**Instructions for the task:** Show each line of the material below that contains the word "road", copying every such line in full.
**** Records supplied ****
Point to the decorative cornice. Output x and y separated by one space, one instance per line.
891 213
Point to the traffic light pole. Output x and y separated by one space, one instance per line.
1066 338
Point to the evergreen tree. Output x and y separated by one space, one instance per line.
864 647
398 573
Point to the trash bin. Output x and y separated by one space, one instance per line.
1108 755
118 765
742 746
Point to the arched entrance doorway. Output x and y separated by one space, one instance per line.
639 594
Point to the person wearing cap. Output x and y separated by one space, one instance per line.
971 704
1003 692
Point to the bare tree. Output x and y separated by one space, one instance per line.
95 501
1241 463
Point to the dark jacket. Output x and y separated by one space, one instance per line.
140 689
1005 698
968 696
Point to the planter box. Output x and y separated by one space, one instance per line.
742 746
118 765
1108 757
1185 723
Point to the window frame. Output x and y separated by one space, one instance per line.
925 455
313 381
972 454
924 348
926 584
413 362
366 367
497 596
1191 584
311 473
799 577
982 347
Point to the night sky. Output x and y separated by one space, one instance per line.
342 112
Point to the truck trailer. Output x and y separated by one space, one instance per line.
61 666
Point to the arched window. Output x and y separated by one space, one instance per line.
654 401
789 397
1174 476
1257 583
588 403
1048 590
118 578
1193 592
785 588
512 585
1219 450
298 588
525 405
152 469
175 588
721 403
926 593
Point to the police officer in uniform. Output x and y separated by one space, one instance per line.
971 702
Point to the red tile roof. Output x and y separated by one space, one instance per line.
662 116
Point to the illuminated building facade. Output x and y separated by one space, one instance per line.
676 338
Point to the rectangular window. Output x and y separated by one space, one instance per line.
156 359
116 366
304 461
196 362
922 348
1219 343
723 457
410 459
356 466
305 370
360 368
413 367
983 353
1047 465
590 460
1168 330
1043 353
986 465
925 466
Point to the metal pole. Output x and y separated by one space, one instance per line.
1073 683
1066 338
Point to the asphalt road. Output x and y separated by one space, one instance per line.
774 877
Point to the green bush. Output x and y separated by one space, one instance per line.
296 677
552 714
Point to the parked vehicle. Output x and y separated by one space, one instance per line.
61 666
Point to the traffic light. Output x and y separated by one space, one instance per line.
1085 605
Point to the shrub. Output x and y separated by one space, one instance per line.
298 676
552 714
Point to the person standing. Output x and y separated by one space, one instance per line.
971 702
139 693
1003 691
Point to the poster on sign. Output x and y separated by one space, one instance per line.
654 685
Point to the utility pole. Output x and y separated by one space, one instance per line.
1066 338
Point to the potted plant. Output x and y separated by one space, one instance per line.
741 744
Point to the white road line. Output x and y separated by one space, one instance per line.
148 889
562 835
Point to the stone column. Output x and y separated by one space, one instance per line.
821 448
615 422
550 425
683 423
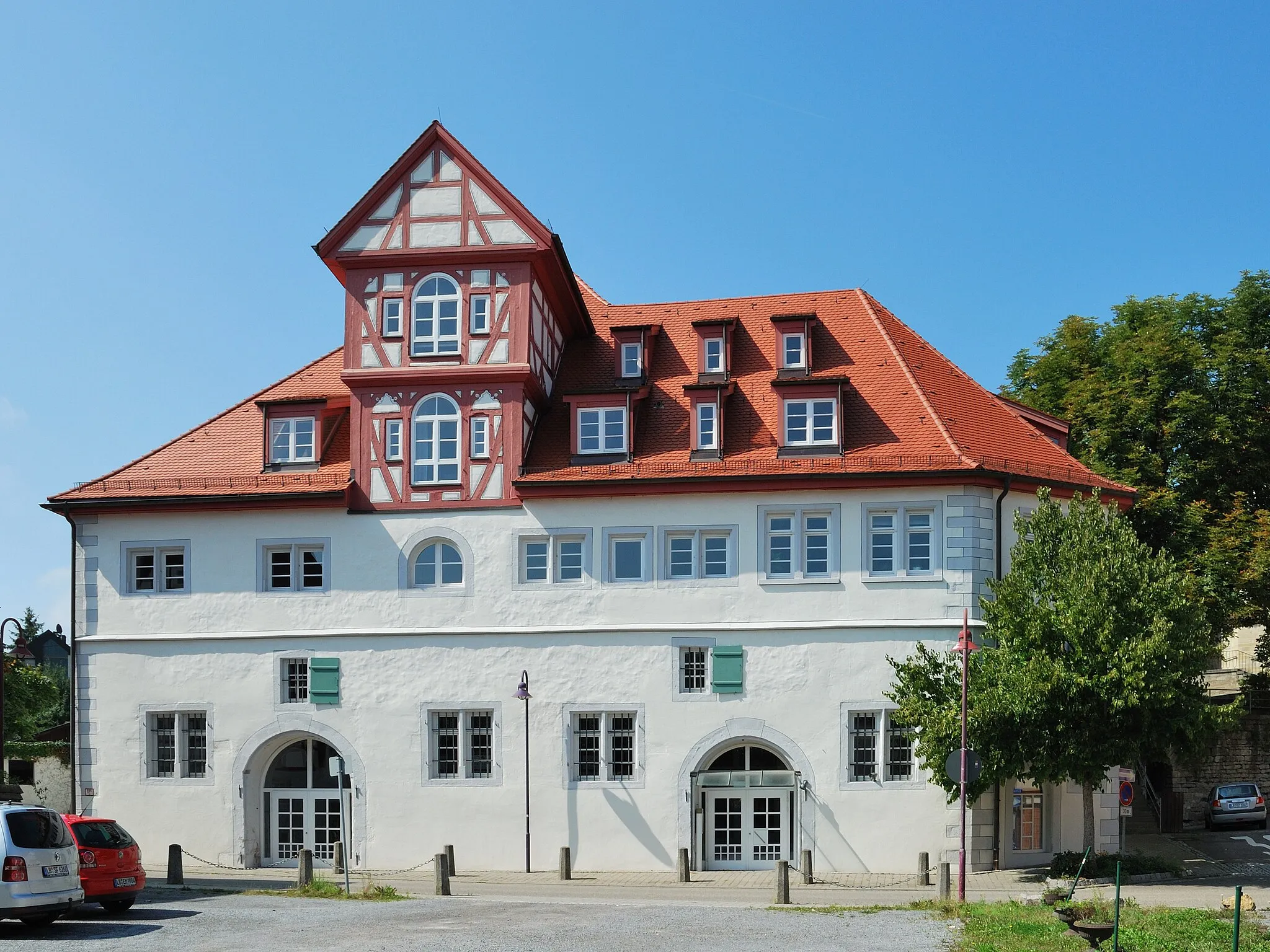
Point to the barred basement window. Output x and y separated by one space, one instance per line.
****
**** Records supplied ****
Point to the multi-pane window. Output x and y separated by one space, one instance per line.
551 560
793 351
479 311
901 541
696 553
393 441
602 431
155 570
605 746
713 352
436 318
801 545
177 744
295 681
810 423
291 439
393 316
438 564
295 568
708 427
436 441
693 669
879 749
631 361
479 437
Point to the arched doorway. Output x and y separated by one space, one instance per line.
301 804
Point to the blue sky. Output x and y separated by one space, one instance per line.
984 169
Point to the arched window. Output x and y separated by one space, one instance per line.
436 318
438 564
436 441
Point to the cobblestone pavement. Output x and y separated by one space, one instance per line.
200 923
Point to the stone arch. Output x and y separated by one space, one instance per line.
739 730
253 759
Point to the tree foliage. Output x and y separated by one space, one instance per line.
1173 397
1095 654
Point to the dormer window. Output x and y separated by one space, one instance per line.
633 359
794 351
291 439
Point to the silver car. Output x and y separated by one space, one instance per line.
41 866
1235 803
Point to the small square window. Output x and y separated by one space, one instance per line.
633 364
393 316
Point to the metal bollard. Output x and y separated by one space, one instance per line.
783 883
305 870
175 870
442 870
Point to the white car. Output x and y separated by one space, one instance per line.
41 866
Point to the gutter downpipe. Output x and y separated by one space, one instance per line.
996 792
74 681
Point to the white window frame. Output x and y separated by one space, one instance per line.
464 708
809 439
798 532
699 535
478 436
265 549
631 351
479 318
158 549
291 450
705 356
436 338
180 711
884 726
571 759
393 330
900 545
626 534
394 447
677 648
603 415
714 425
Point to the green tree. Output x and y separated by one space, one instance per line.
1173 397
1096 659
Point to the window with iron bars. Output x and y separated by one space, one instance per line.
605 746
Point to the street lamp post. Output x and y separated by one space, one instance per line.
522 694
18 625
****
**Task answer:**
Point to the asphalt road. Output x and y separated by one space, one instance per line.
Point to the white road line. Output x and y separated by one space, one instance per line.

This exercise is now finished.